WHAT IS NEEDED
Copy the following lines with no changes at all.

--- start of EXERCISE DATA ---

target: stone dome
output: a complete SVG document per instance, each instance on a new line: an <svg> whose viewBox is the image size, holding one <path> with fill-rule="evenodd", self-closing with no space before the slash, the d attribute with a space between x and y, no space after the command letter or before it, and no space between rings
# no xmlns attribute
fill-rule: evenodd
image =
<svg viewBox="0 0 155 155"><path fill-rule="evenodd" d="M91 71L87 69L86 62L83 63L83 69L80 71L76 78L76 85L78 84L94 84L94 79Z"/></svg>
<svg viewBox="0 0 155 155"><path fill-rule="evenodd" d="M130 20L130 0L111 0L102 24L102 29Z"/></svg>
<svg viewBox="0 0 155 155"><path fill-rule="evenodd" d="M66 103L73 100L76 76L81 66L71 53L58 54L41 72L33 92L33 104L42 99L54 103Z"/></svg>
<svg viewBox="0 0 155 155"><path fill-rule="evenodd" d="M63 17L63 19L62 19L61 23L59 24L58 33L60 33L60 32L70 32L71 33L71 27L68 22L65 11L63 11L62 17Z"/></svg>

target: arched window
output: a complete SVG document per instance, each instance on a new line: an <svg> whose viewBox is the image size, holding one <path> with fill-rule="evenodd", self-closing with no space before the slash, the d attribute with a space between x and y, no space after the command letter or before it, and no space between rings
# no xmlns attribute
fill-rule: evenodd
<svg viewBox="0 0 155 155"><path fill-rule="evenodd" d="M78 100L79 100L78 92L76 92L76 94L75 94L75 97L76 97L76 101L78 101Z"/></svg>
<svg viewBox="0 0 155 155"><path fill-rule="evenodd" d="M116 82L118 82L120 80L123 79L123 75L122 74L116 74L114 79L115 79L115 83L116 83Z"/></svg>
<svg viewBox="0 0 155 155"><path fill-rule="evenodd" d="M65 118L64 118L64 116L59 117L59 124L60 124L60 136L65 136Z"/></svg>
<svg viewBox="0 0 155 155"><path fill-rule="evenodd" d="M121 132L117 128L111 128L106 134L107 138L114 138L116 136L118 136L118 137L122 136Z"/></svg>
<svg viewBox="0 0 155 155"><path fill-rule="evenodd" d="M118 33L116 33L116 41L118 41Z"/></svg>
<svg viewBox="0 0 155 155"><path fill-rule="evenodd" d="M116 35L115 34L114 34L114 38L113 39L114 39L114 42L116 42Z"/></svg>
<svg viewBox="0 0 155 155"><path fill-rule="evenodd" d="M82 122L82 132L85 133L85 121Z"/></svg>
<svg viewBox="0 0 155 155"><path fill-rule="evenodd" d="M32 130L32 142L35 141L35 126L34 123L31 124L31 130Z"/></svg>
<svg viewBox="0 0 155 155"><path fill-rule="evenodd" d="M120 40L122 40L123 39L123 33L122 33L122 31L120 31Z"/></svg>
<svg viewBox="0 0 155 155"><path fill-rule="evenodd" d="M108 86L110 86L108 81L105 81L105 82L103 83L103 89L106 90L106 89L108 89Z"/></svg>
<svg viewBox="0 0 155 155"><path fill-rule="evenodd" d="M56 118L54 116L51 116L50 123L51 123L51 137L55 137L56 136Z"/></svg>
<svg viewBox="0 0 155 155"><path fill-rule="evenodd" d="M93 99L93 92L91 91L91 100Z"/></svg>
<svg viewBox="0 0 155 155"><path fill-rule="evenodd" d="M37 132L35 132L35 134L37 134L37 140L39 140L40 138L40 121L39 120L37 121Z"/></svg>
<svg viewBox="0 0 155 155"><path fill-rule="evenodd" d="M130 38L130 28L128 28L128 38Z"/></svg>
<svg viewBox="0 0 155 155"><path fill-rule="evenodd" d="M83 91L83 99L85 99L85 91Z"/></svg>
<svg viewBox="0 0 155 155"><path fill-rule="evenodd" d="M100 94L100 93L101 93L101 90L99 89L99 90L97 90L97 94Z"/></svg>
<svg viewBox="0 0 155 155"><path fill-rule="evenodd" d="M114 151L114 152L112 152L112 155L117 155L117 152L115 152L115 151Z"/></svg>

--- end of EXERCISE DATA ---

OUTPUT BELOW
target: stone dome
output: a complete SVG document per instance, each instance on a new line: an <svg> whose viewBox is the image size, holding one <path> with fill-rule="evenodd", self-closing with no space before the slash, the d attribute with a space between x and y, no space after the command letter or before it, and no space between rings
# no xmlns attribute
fill-rule: evenodd
image =
<svg viewBox="0 0 155 155"><path fill-rule="evenodd" d="M91 71L87 69L86 62L83 63L83 69L80 71L76 78L76 85L78 84L94 84L94 79Z"/></svg>
<svg viewBox="0 0 155 155"><path fill-rule="evenodd" d="M130 20L130 0L111 0L102 24L102 29Z"/></svg>
<svg viewBox="0 0 155 155"><path fill-rule="evenodd" d="M66 103L73 100L76 76L81 66L71 53L58 54L41 72L33 92L33 104L42 99L54 103Z"/></svg>
<svg viewBox="0 0 155 155"><path fill-rule="evenodd" d="M63 17L63 19L62 19L61 23L59 24L58 33L60 33L60 32L70 32L71 33L71 27L68 22L65 11L63 11L62 17Z"/></svg>

target: arched window
output: a complete SVG document per instance, each instance on a new line: an <svg> whose viewBox is the image size, holding one <path> with fill-rule="evenodd", self-closing with no space before the slash, the d attribute with a space between x and y, no space after the command letter or before it, and no space between rings
# no xmlns attribute
fill-rule: evenodd
<svg viewBox="0 0 155 155"><path fill-rule="evenodd" d="M78 100L79 100L78 92L76 92L76 94L75 94L75 97L76 97L76 101L78 101Z"/></svg>
<svg viewBox="0 0 155 155"><path fill-rule="evenodd" d="M116 82L118 82L120 80L123 79L123 75L122 74L116 74L114 79L115 79L115 83L116 83Z"/></svg>
<svg viewBox="0 0 155 155"><path fill-rule="evenodd" d="M65 118L64 118L64 116L59 117L59 124L60 124L60 136L65 136Z"/></svg>
<svg viewBox="0 0 155 155"><path fill-rule="evenodd" d="M121 132L117 128L111 128L106 134L107 138L114 138L116 136L118 136L118 137L122 136Z"/></svg>
<svg viewBox="0 0 155 155"><path fill-rule="evenodd" d="M118 33L116 33L116 41L118 41Z"/></svg>
<svg viewBox="0 0 155 155"><path fill-rule="evenodd" d="M116 35L115 34L114 34L114 38L113 39L114 39L114 42L116 42Z"/></svg>
<svg viewBox="0 0 155 155"><path fill-rule="evenodd" d="M82 122L82 132L85 133L85 121Z"/></svg>
<svg viewBox="0 0 155 155"><path fill-rule="evenodd" d="M32 130L32 142L35 141L35 126L34 123L31 124L31 130Z"/></svg>
<svg viewBox="0 0 155 155"><path fill-rule="evenodd" d="M120 40L122 40L123 39L123 33L122 33L122 31L120 31Z"/></svg>
<svg viewBox="0 0 155 155"><path fill-rule="evenodd" d="M108 86L110 86L108 81L105 81L105 82L103 83L103 89L106 90L106 89L108 89Z"/></svg>
<svg viewBox="0 0 155 155"><path fill-rule="evenodd" d="M56 118L54 116L51 116L50 123L51 123L51 137L55 137L56 136Z"/></svg>
<svg viewBox="0 0 155 155"><path fill-rule="evenodd" d="M93 99L93 92L91 91L91 100Z"/></svg>
<svg viewBox="0 0 155 155"><path fill-rule="evenodd" d="M37 132L35 132L35 134L37 134L37 140L39 140L40 138L40 121L39 120L37 121Z"/></svg>
<svg viewBox="0 0 155 155"><path fill-rule="evenodd" d="M130 38L130 28L128 28L128 38Z"/></svg>
<svg viewBox="0 0 155 155"><path fill-rule="evenodd" d="M83 91L83 99L85 99L85 91Z"/></svg>
<svg viewBox="0 0 155 155"><path fill-rule="evenodd" d="M100 94L100 93L101 93L101 90L99 89L99 90L97 90L97 94Z"/></svg>
<svg viewBox="0 0 155 155"><path fill-rule="evenodd" d="M114 151L114 152L112 152L112 155L117 155L117 152L115 152L115 151Z"/></svg>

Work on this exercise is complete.